#### [Task instructions]
Write what comes next in the forum thread comparing Protosound 3.0 and Protosound 2.0, picking up where the text stops.

#### [Selected passage]
═══
# Protosound 3.0 Vs Proto sound 2.0



## robertlopez925 (May 20, 2011)

so now protosound 3.0 has been out for a year now, and i am looking at the 2011 Volume 2 catalog at the new BNSF Dash 8, I was wondering what is the difference between 3.0 vs 2.0. Does it let you do more things like ,a secondary horn, more crew talk ,let you quill the horn just like legacy does. does it sound better? i would love to see one of the new mth dash 8 running if you have a video i would like to see it. now i am woundering waht mth is going to do with protosounds 3.0 in the feature. Hopefully they catch up to legacy.


----------



## santafe158 (Jul 14, 2010)

Not sure of what features but I'm pretty sure the big difference is there are no more batteries in Proto 3


----------



## gunrunnerjohn (Nov 10, 2010)

One of the big features is certainly elimination of the batteries!  I'm sure they've added some sounds and the like, but PS2 was pretty nice.


----------



## Badwolf & Arizona RR (Jun 17, 2011)

Elimination of a consumable is always good. It's also less to go bad or wrong.


----------



## robertlopez925 (May 20, 2011)

do you think they will make a conversion kit? kinda like PS2


----------



## gunrunnerjohn (Nov 10, 2010)

robertlopez925 said:


> do you think they will make a conversion kit? kinda like PS2


I suspect it'll be years before you can buy a conversion kit. Right now they can't keep up with demand for production, and there's no real incentive for them to sell just boards when they can sell whole locomotives.


----------



## robertlopez925 (May 20, 2011)
═══
Saved entries
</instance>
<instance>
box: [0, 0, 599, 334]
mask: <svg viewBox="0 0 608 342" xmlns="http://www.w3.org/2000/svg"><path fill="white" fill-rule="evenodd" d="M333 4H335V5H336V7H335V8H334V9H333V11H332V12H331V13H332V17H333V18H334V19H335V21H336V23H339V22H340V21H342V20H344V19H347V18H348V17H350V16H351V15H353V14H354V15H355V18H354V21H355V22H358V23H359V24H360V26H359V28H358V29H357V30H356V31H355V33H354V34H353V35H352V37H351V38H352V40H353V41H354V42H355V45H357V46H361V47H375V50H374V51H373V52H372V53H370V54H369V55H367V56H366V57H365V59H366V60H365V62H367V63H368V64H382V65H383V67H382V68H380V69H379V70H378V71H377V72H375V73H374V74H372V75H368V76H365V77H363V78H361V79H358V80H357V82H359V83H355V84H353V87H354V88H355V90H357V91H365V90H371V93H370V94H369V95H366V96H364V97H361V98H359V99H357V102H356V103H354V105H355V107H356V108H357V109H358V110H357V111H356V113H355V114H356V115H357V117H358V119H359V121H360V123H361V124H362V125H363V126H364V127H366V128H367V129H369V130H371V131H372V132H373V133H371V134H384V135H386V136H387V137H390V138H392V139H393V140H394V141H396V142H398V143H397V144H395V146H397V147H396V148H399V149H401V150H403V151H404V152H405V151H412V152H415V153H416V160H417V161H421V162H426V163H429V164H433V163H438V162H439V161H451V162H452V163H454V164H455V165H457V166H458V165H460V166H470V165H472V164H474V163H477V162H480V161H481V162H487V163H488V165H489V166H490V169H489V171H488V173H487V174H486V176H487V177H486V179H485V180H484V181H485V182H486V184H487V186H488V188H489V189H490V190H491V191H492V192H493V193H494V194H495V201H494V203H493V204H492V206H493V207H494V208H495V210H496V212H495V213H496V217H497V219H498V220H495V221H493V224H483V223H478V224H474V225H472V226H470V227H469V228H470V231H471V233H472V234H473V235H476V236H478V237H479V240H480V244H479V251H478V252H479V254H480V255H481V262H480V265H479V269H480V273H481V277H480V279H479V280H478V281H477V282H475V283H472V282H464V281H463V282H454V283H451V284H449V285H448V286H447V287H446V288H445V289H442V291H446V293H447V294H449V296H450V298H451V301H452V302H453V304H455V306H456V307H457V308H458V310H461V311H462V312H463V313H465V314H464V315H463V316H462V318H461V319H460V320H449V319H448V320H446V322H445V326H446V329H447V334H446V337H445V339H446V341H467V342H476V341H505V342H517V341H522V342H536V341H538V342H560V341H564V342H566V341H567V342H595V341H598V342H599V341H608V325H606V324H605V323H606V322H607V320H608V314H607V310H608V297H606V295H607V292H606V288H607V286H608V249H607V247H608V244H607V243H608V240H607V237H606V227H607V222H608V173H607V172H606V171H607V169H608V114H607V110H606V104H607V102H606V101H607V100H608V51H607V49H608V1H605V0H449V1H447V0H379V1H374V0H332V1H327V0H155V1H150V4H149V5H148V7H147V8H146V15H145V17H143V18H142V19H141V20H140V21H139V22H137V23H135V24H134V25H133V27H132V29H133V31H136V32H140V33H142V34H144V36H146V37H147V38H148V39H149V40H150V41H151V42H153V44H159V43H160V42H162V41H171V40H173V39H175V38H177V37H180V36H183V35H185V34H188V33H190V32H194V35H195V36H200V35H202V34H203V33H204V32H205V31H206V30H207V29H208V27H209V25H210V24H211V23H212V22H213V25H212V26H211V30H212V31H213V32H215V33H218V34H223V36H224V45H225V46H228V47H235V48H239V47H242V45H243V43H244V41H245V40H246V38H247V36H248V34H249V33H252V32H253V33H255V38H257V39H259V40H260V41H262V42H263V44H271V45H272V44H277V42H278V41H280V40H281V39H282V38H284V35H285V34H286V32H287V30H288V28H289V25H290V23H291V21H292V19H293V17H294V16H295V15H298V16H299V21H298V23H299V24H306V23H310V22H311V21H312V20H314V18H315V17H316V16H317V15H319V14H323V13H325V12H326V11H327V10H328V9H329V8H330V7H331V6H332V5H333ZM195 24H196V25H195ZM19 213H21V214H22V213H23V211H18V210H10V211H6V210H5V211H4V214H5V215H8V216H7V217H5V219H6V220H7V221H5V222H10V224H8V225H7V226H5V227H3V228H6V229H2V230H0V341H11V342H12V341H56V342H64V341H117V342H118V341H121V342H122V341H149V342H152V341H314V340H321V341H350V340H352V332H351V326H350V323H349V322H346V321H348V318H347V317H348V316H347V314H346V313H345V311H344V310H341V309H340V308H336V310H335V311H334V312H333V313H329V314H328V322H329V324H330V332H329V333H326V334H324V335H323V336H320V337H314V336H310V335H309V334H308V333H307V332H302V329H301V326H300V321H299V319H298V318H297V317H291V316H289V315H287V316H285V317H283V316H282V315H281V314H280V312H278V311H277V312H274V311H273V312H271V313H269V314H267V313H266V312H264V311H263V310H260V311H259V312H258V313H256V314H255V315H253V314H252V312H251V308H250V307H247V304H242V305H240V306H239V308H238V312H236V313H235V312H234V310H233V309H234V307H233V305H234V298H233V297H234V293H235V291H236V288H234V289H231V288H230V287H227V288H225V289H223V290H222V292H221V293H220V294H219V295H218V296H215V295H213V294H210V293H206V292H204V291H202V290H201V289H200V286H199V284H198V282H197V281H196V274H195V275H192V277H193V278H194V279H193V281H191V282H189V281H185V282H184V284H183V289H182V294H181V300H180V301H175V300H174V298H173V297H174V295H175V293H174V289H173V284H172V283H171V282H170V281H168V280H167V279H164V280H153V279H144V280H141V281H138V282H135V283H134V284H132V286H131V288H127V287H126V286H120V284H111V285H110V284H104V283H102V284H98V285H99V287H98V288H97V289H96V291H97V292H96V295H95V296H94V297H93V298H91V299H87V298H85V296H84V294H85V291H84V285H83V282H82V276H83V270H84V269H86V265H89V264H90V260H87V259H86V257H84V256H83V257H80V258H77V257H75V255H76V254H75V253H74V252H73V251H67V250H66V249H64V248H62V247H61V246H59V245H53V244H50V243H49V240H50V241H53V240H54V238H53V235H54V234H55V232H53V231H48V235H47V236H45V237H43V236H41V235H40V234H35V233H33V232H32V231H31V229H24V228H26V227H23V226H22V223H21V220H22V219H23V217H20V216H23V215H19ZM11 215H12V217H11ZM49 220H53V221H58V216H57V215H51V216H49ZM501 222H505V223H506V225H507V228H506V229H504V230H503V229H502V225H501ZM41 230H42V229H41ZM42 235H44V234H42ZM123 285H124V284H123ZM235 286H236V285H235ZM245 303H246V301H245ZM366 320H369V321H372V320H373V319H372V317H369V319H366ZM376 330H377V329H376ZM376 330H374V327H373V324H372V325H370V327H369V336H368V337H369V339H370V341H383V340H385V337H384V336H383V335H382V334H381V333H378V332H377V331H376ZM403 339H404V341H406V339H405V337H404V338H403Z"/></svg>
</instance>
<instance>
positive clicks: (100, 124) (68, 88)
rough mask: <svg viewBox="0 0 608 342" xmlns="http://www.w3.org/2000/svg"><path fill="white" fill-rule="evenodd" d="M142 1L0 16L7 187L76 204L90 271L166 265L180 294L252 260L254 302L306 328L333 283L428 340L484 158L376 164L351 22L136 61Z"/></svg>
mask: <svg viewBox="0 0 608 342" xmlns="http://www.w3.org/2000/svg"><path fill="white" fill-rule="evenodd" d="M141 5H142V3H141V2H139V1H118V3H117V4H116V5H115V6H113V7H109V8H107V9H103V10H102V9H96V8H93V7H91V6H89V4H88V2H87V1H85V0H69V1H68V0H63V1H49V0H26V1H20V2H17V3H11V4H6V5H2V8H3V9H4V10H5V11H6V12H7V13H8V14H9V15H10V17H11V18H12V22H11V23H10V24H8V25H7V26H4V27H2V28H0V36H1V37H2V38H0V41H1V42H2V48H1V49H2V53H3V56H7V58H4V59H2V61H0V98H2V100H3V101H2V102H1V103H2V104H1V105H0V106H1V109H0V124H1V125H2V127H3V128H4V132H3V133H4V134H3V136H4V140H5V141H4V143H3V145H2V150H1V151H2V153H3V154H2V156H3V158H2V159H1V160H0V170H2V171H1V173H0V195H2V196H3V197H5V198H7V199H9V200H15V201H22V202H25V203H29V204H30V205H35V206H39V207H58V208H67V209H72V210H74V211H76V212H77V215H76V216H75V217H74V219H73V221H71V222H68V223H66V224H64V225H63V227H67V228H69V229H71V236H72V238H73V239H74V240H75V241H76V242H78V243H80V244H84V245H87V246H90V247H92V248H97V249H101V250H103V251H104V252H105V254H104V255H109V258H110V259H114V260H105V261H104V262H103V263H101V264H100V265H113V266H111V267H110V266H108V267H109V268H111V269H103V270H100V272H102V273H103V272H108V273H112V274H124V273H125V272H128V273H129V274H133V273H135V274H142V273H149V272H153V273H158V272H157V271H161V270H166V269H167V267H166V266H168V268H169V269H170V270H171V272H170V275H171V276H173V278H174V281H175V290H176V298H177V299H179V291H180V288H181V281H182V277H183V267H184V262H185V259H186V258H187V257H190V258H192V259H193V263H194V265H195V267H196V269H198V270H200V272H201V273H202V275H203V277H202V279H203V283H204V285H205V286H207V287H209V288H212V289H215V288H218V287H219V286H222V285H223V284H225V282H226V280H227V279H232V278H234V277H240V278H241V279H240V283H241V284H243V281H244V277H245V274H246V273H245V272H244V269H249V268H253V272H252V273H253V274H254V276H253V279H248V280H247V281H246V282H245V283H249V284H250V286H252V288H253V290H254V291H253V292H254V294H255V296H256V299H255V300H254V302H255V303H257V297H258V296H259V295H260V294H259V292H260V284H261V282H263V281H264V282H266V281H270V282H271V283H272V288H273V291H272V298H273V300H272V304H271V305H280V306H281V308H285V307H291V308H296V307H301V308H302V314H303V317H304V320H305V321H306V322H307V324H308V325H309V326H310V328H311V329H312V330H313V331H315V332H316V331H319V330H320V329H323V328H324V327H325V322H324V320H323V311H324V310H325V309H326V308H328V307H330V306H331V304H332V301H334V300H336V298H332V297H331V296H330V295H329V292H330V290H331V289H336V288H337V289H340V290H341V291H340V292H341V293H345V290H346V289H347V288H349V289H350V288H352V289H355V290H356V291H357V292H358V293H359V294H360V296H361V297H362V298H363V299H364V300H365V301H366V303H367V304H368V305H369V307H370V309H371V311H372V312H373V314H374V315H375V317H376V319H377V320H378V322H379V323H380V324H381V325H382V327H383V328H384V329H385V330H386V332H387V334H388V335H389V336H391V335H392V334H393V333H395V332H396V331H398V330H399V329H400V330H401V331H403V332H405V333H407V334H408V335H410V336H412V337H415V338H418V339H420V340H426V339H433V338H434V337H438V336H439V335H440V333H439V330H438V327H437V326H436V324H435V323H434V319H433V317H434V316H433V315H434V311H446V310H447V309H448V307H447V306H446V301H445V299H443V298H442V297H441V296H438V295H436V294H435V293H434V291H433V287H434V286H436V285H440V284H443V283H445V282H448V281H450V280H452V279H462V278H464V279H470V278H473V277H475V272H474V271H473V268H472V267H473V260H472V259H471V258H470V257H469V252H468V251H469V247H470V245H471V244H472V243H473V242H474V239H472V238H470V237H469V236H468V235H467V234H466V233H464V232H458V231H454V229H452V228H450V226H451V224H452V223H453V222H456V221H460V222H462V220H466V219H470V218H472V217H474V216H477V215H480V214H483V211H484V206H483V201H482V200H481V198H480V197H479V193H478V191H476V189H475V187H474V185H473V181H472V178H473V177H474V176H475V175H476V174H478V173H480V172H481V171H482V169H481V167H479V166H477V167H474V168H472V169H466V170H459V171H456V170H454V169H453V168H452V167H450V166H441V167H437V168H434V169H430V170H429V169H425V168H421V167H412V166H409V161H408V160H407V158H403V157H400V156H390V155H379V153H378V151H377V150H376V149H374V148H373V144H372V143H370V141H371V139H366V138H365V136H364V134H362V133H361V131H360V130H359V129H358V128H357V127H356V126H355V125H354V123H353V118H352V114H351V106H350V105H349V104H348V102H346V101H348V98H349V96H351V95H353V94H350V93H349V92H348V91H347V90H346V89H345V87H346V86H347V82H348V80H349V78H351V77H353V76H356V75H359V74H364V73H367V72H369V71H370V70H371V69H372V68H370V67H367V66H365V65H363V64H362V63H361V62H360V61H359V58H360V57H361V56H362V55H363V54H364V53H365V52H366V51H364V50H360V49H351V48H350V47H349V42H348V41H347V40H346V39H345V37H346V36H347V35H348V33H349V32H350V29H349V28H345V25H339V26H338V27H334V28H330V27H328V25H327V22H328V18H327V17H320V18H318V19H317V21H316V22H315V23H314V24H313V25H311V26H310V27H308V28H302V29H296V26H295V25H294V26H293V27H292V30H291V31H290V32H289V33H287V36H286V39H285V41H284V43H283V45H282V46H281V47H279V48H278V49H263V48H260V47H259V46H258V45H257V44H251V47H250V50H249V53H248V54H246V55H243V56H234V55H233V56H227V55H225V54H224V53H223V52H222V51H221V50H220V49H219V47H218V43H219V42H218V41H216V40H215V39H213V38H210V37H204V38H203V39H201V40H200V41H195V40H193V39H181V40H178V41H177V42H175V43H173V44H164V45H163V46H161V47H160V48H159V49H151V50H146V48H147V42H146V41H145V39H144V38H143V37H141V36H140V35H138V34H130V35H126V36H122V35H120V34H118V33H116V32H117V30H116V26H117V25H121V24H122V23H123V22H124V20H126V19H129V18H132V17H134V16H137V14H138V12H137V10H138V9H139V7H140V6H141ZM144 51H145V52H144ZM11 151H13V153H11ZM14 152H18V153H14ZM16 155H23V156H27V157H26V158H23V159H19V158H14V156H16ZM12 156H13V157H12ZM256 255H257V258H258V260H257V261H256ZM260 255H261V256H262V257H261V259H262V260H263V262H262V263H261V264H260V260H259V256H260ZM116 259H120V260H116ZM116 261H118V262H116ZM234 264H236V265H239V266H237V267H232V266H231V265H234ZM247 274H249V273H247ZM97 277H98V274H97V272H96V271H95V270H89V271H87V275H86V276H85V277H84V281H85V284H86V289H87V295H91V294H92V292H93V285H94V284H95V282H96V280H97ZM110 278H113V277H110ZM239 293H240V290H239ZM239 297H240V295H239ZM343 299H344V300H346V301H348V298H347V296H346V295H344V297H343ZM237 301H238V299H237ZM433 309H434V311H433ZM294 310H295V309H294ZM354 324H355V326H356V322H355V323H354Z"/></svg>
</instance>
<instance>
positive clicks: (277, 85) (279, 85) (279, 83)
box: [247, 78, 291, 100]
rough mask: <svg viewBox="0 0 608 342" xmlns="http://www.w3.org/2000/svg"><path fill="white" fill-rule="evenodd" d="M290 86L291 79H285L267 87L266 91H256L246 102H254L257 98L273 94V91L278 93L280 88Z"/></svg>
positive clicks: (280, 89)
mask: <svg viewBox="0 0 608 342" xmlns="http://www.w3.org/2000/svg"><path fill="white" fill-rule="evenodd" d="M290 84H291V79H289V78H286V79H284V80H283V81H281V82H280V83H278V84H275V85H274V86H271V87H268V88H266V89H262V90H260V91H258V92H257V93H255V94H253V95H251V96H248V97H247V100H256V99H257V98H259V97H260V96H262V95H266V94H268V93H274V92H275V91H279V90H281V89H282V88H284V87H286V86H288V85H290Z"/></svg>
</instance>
═══
#### [Exercise response]
true, 

now a question for all of you where do you like to buy your engines from? all of my local dealers wont get into the mth business because of bad experiences so i am stuck ordering online so if you can Private message me some good dealers i would appreciate that. 


and if you have a suggestion on which engine i should get next what i have is a MTH premier BNSF AC6000, Lionel legacy Union pacific SD70ace, i disappointed the way the way the Lionel Santa Fe ac6000 turned out the drawing looked better. the steam is to pricey right now. i am not tied down on to a road name. just want a great sounding engine 

please PM me any suggestions 

Thanks


----------



## gunrunnerjohn (Nov 10, 2010)

Truthfully, I rarely buy a new locomotive from a local dealer, the few new ones I've gotten, I've purchased on-line. I buy from forums and on eBay for the most part.

It's better to post any suggestions in the forum, that way others that might have the same question see the responses.


----------



## robertlopez925 (May 20, 2011)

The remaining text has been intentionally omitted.